*Fragmento:*
_ _ _
La mitad de la población enfrenta una situación de hambruna catastrófica. 71.000 niños y 17.000 madres requieren atención urgente. El 93 % de las viviendas fueron destruidas o dañadas, el sistema sanitario ha dejado de existir para ser reemplazado por una hambruna planificada como estrategia bélica.
Desde la Segunda Guerra Mundial no ha habido ningún caso de hambruna tan minuciosamente diseñada y controlada como la de Gaza.
– Alex de Waal, experto en hambrunas.
No es una exageración retórica para causar impacto: es el parte diario de un infierno perfectamente administrado. Se extermina una nación con la precisión quirúrgica que sólo un Estado moderno y militarista puede asegurar, ante los ojos de la sociedad y con el financiamiento abierto de las principales potencias occidentales. Mientras tanto, el mundo aplaude, veta, se conmueve un rato, y sigue scrolleando.
La pregunta ya no es si Israel está cometiendo crímenes de lesa humanidad. Eso lo saben hasta quienes lo niegan. La pregunta real, la que duele, la que arde, es otra: ¿cómo es posible que semejante brutalidad goce de una impunidad internacional tan obscena?
Si queremos (intentar) responder a esta pregunta, quizás un análisis politológico sea indispensable. Porque para entender la impunidad, no basta con apelar a la moral: necesitamos revelar la arquitectura del poder global.
_ _ _
*Registros dados:*

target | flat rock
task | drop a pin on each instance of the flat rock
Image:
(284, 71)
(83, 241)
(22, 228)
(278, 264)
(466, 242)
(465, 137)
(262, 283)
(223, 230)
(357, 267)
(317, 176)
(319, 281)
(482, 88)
_ _ _
*Trabajo pendiente:*
(a) Según el fragmento, ¿qué hace el mundo "mientras tanto"? Enumera todas esas acciones.
(b) ¿Cómo presenta el fragmento a Alex de Waal?

*Resultados del ejercicio:*
(a)
- Aplaude
- Veta
- Se conmueve un rato
- Sigue scrolleando

(b) Como experto en hambrunas.